Opdracht a: Waarvoor dient het uiteenlopende programma met repertoire van Machaut tot Kurtag volgens het fragment? Antwoord in één tot drie zinnen.

Fragment:
● ● ● ● ● ● ●
Maar voor die tijd, komend weekend al, is het Bio Science Park van de Leidse universiteit onze speelplaats.
Er vindt daar een festival plaats, Wavelength, waarin de relatie tussen muziek en wetenschap wordt onderzocht. Wij delen het podium met neuropsychologe Rebecca Schaeffer, die over muziek en emoties zal gaan praten, uiteraard met een wetenschappelijke bril op.
En dan blijkt er nog heel veel onbekend te zijn over het effect van muziek op de hersenen.
Wij hebben een zeer uiteenlopend programma samengesteld, met repertoire van Machaut tot Kurtag, wat haar verhaal zal ondersteunen, becommentariëren, illustreren. Ik ben benieuwd in hoeverre de tekst de luisteraar en misschien ook wel onszelf zal beïnvloeden.
Maar een universiteitsgebouw voelt zeker als de meest passende plek om dit te laten plaatsvinden.
● ● ● ● ● ● ●
Opdracht b: Herschrijf het deel van de records dat begint bij het begin van de records en eindigt met de regel die "[0,171,1337,357]" bevat, allebei inbegrepen. Vervang daarin "grassy hillside" door "green hillside" en laat al het overige ongewijzigd.

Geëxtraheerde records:
● ● ● ● ● ● ●
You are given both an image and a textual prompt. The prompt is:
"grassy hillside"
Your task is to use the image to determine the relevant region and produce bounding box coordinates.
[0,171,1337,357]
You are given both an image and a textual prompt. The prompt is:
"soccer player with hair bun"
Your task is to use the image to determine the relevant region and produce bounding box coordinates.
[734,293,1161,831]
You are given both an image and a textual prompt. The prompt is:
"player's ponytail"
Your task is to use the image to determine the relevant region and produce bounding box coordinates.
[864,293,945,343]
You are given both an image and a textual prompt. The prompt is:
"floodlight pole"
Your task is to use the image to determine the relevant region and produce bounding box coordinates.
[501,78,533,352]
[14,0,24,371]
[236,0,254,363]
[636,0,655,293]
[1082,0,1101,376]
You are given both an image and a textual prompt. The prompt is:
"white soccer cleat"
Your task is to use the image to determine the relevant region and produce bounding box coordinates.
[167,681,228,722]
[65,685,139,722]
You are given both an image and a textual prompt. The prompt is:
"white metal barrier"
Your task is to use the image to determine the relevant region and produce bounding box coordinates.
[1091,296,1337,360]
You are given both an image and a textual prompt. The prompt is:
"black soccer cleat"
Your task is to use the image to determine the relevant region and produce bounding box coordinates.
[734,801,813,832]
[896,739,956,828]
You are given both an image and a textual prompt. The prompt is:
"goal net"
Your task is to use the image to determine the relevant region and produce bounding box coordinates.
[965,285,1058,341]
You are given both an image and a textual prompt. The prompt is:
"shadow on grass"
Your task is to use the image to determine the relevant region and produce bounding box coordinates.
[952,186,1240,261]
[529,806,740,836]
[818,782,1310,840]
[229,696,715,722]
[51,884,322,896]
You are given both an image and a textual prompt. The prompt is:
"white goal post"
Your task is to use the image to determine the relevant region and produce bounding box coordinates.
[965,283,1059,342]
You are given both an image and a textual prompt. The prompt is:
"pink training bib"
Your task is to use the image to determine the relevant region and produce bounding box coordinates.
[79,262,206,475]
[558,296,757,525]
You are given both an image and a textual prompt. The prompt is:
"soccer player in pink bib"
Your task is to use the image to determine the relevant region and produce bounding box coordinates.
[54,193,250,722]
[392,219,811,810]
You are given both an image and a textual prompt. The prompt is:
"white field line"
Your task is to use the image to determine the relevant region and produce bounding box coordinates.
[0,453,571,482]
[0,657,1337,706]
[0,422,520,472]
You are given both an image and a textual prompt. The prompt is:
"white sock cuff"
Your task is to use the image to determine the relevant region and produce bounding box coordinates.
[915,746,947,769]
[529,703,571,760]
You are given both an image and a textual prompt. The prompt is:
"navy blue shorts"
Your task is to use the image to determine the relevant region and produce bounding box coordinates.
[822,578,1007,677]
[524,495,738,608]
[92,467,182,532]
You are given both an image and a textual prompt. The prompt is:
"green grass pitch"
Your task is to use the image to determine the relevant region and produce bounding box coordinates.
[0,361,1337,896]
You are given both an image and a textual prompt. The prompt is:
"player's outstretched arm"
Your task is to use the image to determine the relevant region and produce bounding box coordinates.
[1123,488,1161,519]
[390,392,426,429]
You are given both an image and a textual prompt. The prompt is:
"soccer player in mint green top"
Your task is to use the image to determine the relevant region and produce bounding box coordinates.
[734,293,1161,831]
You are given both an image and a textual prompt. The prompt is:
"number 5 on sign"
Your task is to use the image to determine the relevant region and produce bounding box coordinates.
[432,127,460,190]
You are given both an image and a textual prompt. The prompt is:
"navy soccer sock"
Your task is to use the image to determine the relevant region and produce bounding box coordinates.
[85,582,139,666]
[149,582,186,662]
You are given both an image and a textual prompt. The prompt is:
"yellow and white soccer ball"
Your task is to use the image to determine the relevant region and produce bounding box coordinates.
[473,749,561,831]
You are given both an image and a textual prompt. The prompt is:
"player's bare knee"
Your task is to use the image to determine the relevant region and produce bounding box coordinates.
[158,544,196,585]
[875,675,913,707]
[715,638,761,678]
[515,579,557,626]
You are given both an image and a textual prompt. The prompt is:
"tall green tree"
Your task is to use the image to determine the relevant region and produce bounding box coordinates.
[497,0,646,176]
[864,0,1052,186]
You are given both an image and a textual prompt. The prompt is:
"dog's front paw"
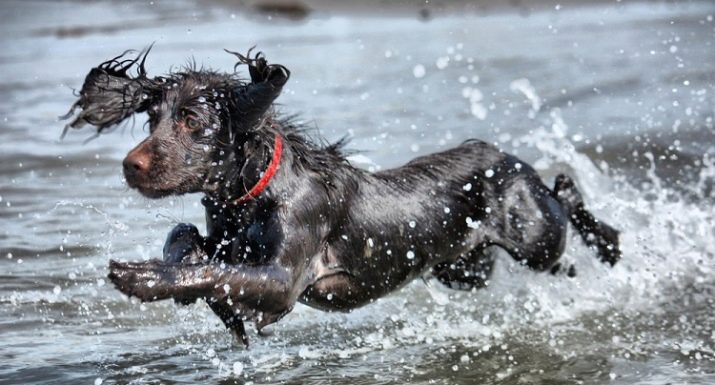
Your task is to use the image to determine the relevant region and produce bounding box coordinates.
[108,261,175,302]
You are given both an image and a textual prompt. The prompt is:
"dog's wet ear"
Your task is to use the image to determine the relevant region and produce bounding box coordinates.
[226,48,290,130]
[60,46,157,137]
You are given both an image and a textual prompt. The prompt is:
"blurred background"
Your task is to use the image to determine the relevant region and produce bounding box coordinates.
[0,0,715,384]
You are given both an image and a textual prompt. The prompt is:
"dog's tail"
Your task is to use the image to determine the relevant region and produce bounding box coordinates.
[554,174,621,266]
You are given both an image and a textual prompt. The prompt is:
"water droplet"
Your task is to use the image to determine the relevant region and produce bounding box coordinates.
[233,362,248,376]
[412,64,427,79]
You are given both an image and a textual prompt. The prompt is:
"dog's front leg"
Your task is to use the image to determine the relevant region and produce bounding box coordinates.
[163,223,207,263]
[109,260,302,329]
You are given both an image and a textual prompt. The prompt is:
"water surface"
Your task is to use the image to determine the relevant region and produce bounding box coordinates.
[0,1,715,384]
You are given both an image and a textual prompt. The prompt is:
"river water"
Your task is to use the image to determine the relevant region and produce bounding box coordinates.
[0,1,715,384]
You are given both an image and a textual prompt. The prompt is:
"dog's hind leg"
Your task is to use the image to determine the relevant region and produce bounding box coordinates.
[554,174,621,266]
[431,245,494,291]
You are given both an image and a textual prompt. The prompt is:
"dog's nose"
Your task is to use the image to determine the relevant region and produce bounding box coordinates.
[122,152,150,177]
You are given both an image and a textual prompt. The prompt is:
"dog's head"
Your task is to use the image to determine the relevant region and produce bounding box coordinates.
[67,50,290,198]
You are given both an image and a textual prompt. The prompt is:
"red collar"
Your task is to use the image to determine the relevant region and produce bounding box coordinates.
[233,134,283,205]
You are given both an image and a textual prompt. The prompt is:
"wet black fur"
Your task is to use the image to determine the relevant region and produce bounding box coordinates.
[64,46,620,344]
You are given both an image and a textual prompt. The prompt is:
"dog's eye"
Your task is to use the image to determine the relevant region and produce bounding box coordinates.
[185,116,201,131]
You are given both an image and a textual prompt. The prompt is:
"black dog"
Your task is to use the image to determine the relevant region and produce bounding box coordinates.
[63,50,621,344]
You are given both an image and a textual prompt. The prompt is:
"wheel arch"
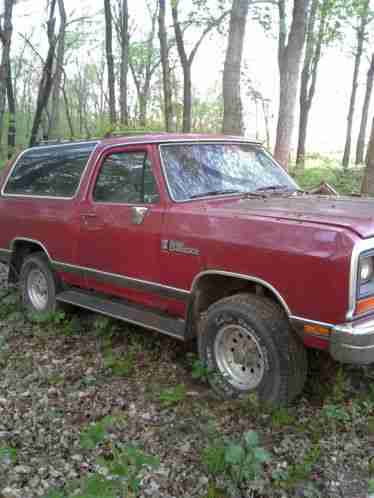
● ● ● ● ● ● ●
Volledig antwoord a: Het programma moet het verhaal van neuropsychologe Rebecca Schaeffer over muziek en emoties ondersteunen, becommentariëren en illustreren.

Volledig antwoord b:
You are given both an image and a textual prompt. The prompt is:
"green hillside"
Your task is to use the image to determine the relevant region and produce bounding box coordinates.
[0,171,1337,357]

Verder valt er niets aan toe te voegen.